• **Exercise goal**
Recast every line of the entries below as a JSON array of strings, one string per line, skipping blank lines. Omit the picture lines from the output.
++++ The input ++++
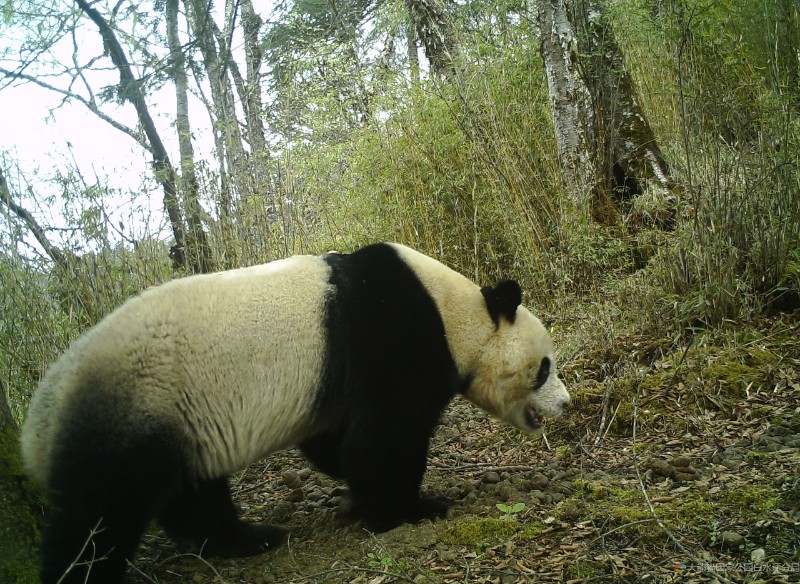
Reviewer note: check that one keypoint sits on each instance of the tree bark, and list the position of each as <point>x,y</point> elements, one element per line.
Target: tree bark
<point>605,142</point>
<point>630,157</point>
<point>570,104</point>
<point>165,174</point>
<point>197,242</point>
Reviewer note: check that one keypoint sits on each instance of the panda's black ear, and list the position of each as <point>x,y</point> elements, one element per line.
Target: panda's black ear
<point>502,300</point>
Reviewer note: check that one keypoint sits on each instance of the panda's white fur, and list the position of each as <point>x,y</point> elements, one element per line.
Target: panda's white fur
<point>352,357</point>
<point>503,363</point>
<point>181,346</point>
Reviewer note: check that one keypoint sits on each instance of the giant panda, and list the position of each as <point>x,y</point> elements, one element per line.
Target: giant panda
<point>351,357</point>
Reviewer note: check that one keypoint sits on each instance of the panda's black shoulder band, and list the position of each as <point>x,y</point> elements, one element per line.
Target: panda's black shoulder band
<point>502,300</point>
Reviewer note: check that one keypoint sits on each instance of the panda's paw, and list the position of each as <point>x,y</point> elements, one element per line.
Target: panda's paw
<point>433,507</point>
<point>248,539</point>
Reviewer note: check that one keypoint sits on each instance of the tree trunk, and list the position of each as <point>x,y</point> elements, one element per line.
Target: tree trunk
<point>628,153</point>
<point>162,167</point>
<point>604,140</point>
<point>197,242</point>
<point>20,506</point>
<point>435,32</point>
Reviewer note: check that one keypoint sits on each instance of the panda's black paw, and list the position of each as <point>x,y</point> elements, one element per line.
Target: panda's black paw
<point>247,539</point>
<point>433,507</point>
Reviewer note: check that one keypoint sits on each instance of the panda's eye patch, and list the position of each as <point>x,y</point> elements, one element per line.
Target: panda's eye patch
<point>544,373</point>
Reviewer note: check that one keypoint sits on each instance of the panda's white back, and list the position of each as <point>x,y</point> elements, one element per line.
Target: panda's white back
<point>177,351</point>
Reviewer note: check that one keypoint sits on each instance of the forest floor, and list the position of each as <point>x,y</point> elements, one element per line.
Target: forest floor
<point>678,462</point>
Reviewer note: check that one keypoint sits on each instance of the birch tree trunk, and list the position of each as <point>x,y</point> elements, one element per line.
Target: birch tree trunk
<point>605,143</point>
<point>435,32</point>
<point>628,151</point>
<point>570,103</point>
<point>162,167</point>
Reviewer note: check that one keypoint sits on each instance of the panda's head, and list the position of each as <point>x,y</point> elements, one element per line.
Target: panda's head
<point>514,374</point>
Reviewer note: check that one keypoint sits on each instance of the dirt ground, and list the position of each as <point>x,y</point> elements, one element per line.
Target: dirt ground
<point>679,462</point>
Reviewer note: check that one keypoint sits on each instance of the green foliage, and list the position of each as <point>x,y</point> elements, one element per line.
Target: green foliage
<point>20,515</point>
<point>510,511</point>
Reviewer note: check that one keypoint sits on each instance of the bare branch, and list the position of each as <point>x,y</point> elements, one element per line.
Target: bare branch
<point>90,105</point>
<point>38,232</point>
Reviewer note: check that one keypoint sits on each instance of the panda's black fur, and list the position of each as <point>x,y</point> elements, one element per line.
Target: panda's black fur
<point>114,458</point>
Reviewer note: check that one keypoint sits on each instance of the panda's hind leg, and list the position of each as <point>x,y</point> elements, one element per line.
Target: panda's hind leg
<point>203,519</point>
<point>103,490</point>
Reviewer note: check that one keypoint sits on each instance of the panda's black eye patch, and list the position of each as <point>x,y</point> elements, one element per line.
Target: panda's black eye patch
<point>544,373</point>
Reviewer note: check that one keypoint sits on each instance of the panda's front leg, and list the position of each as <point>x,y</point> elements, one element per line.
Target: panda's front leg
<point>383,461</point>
++++
• **Response for this exercise**
[
  "Reviewer note: check that one keypoint sits on each instance of the tree bark, and list the position of each as <point>x,y</point> elements, one element per line.",
  "Target: tree bark",
  "<point>605,142</point>",
  "<point>630,157</point>",
  "<point>570,104</point>",
  "<point>165,174</point>",
  "<point>197,242</point>",
  "Reviewer note: check that one keypoint sits on each instance of the panda's black ear, and list the position of each as <point>x,y</point> elements, one element per line.",
  "Target: panda's black ear",
  "<point>502,300</point>",
  "Reviewer note: check that one keypoint sits on each instance of the panda's white fur, and list the position of each as <point>x,y</point> elements, one element per line.",
  "Target: panda's white fur",
  "<point>352,357</point>",
  "<point>503,363</point>",
  "<point>181,346</point>",
  "Reviewer note: check that one keypoint sits on each instance of the giant panda, and list the position of each as <point>x,y</point> elements, one element per line.",
  "Target: giant panda",
  "<point>351,357</point>",
  "Reviewer note: check that one keypoint sits on each instance of the panda's black shoulder band, and list the position of each as <point>x,y</point> elements, one element per line.",
  "Target: panda's black shoulder band",
  "<point>502,300</point>",
  "Reviewer note: check that one keypoint sits on each instance of the panda's paw, and list the position of each as <point>x,y</point> elements, one element per line.",
  "Target: panda's paw",
  "<point>433,507</point>",
  "<point>248,539</point>",
  "Reviewer note: check that one keypoint sits on each instance of the tree trunk, and list the position of each as <point>x,y</point> elements, one element per line.",
  "Target: tree trunk",
  "<point>628,153</point>",
  "<point>162,167</point>",
  "<point>604,140</point>",
  "<point>197,242</point>",
  "<point>20,506</point>",
  "<point>435,32</point>",
  "Reviewer note: check that one keypoint sits on each instance of the panda's black paw, and list the position of each as <point>x,y</point> elements, one element per line.",
  "Target: panda's black paw",
  "<point>247,539</point>",
  "<point>433,507</point>",
  "Reviewer note: check that one keypoint sits on each instance of the panda's eye patch, and list the position of each as <point>x,y</point> elements, one element per line.",
  "Target: panda's eye patch",
  "<point>544,373</point>",
  "Reviewer note: check that one keypoint sits on each instance of the panda's white back, and list the position of each as <point>x,y</point> elements, one element per line.",
  "Target: panda's white back",
  "<point>177,351</point>",
  "Reviewer note: check that one keypoint sits on each instance of the forest floor, and list the position of each as <point>x,y</point> elements, one element per line.",
  "Target: forest floor",
  "<point>678,462</point>",
  "Reviewer note: check that one keypoint sits on each instance of the birch tree trunk, and list the position of each as <point>x,y</point> elements, one element per line.",
  "Target: birch tree trunk",
  "<point>605,143</point>",
  "<point>435,32</point>",
  "<point>628,151</point>",
  "<point>570,103</point>",
  "<point>162,167</point>",
  "Reviewer note: check that one keypoint sits on each instance of the panda's head, and list the position of each as <point>x,y</point> elements, one element per line.",
  "Target: panda's head",
  "<point>514,374</point>",
  "Reviewer note: check that one keypoint sits on each instance of the dirt ground, and list the position of each as <point>x,y</point> elements, one element per line.",
  "Target: dirt ground",
  "<point>679,462</point>",
  "Reviewer note: check that one keypoint sits on each instance of the green foliage, and list the position of each as <point>x,y</point> elements, one element per line.",
  "Target: green foliage",
  "<point>20,515</point>",
  "<point>510,511</point>",
  "Reviewer note: check that one keypoint sits on each instance of the bare branch, and list the position of each as <point>x,y</point> elements, one element per line.",
  "Target: bare branch",
  "<point>90,105</point>",
  "<point>38,232</point>",
  "Reviewer note: check that one keypoint sits on each instance of the panda's black fur, and list the position of each as <point>x,y</point> elements, one element per line.",
  "Target: panda's black fur",
  "<point>114,458</point>",
  "Reviewer note: check that one keypoint sits on each instance of the panda's hind leg, and list the position of each as <point>x,y</point> elements, one element per line.",
  "Target: panda's hind leg",
  "<point>203,519</point>",
  "<point>103,490</point>",
  "Reviewer note: check that one keypoint sits on each instance of the panda's black eye patch, and list the position of each as <point>x,y</point> elements, one element per line.",
  "Target: panda's black eye patch",
  "<point>544,373</point>",
  "Reviewer note: check that one keypoint sits on each instance of the panda's front leg, and list the position of each as <point>x,y</point> elements, one element per line.",
  "Target: panda's front leg",
  "<point>383,461</point>"
]